_What you should do_
Below are records; work out how many of their lines contain "provide" and give only that number.

_Entries taken from a collection_
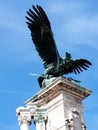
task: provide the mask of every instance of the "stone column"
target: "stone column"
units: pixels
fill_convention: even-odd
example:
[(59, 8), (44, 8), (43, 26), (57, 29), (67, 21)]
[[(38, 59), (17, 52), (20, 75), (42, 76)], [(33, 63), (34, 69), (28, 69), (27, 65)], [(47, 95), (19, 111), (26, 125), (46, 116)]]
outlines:
[(36, 130), (46, 130), (47, 115), (45, 109), (37, 109), (34, 114)]
[(18, 107), (16, 109), (16, 115), (20, 125), (20, 130), (29, 130), (29, 126), (32, 121), (32, 114), (30, 109), (24, 107)]
[(18, 107), (16, 109), (16, 115), (18, 117), (20, 130), (29, 130), (32, 119), (36, 125), (36, 130), (46, 130), (46, 109), (30, 104), (27, 107)]

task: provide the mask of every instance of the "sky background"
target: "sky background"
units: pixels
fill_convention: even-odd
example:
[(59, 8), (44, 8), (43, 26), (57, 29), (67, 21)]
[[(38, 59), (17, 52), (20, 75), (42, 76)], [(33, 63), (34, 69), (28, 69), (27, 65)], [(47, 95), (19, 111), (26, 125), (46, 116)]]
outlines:
[[(86, 58), (93, 64), (80, 75), (81, 86), (93, 91), (83, 101), (87, 130), (98, 128), (98, 1), (97, 0), (0, 0), (0, 130), (19, 130), (16, 108), (39, 90), (37, 77), (43, 73), (26, 25), (26, 11), (41, 5), (51, 21), (62, 57)], [(34, 126), (31, 126), (34, 130)]]

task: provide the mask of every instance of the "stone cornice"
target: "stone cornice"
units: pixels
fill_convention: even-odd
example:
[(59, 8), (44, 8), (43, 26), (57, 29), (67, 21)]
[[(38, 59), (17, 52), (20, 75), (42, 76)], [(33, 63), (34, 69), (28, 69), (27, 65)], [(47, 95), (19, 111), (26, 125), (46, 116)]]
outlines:
[(92, 91), (84, 87), (77, 85), (74, 82), (71, 82), (65, 78), (58, 77), (51, 84), (49, 84), (44, 89), (41, 89), (35, 96), (28, 99), (25, 104), (37, 104), (42, 105), (53, 97), (59, 95), (60, 93), (70, 94), (73, 97), (78, 97), (80, 101), (89, 96)]

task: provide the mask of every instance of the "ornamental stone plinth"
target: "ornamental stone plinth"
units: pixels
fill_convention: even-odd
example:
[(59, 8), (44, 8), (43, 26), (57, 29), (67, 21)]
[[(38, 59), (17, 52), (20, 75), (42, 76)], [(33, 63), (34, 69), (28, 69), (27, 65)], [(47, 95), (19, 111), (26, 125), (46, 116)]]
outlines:
[(35, 112), (36, 130), (86, 130), (82, 101), (90, 94), (90, 90), (59, 77), (25, 104), (45, 109), (45, 115)]

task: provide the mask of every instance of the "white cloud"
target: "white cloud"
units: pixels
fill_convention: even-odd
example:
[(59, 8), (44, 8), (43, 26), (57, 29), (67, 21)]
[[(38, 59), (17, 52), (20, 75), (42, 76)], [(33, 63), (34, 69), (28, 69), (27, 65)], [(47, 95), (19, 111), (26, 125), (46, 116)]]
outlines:
[[(80, 1), (56, 1), (47, 5), (54, 35), (58, 41), (87, 44), (98, 49), (98, 14), (89, 12), (87, 3)], [(59, 40), (60, 39), (60, 40)], [(61, 44), (60, 44), (61, 46)]]
[(33, 51), (32, 43), (29, 44), (31, 36), (25, 23), (26, 11), (24, 10), (25, 13), (23, 13), (19, 10), (12, 10), (11, 6), (9, 4), (0, 5), (1, 48), (4, 48), (2, 55), (3, 53), (8, 55), (7, 59), (12, 62), (19, 59), (32, 60), (30, 56)]
[(11, 31), (13, 32), (16, 32), (16, 33), (20, 33), (22, 35), (25, 35), (25, 28), (24, 28), (24, 22), (21, 22), (19, 20), (19, 18), (17, 18), (17, 20), (14, 19), (14, 15), (15, 14), (12, 14), (12, 15), (9, 16), (9, 17), (5, 17), (5, 14), (3, 16), (0, 16), (1, 19), (0, 19), (0, 26), (2, 28), (6, 28), (7, 30), (10, 29)]
[(6, 3), (2, 3), (2, 6), (0, 5), (0, 27), (24, 35), (25, 16), (12, 7), (13, 5), (9, 6)]
[(61, 2), (55, 2), (47, 6), (48, 6), (48, 11), (55, 14), (62, 13), (65, 10), (65, 6)]
[(86, 5), (80, 1), (65, 1), (58, 0), (47, 5), (47, 11), (54, 13), (55, 15), (65, 15), (66, 17), (77, 16), (82, 14), (85, 10)]
[(98, 15), (93, 18), (80, 16), (79, 18), (71, 19), (67, 26), (74, 33), (98, 33)]
[(62, 32), (67, 35), (69, 42), (89, 44), (98, 49), (98, 15), (95, 17), (78, 17), (69, 19), (63, 26)]

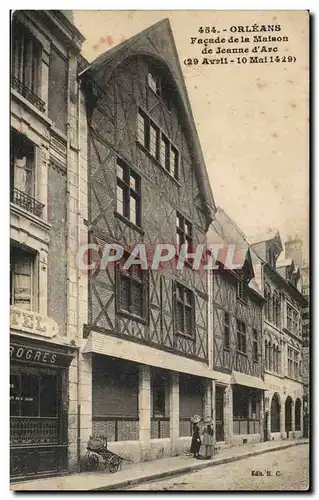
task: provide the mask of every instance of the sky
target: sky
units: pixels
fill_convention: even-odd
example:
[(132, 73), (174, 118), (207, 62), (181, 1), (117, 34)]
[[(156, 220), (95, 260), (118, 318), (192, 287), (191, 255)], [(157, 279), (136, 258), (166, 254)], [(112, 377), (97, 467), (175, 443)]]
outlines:
[[(169, 18), (200, 138), (212, 191), (251, 241), (279, 230), (284, 242), (301, 237), (308, 252), (308, 17), (305, 11), (73, 11), (85, 36), (82, 53), (88, 61), (163, 18)], [(280, 25), (288, 42), (280, 57), (293, 63), (192, 65), (203, 45), (191, 37), (201, 26), (216, 27), (226, 41), (232, 26)], [(238, 29), (238, 28), (232, 28)], [(253, 33), (253, 35), (256, 33)], [(250, 33), (244, 36), (251, 37)], [(221, 35), (220, 35), (221, 36)], [(217, 44), (218, 45), (218, 44)], [(226, 43), (223, 47), (250, 47)], [(211, 44), (216, 50), (216, 44)], [(250, 54), (251, 55), (251, 54)], [(264, 56), (264, 54), (262, 54)], [(269, 56), (269, 54), (268, 54)], [(208, 55), (208, 58), (218, 58)], [(229, 56), (228, 56), (229, 57)]]

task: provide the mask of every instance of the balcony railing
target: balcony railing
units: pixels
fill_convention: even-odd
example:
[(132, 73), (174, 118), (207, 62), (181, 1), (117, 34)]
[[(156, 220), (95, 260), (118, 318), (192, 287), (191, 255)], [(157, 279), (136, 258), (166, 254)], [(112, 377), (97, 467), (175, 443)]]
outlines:
[(11, 76), (11, 87), (38, 108), (39, 111), (45, 112), (45, 102), (15, 76)]
[(11, 189), (11, 201), (19, 205), (19, 207), (24, 208), (24, 210), (31, 212), (33, 215), (43, 217), (43, 203), (40, 203), (23, 191), (20, 191), (20, 189)]

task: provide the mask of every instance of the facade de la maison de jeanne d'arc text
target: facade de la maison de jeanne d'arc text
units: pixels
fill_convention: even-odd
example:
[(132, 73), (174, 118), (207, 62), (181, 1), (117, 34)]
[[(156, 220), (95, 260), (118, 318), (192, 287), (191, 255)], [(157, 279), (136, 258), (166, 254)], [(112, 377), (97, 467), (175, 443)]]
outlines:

_Answer to this task_
8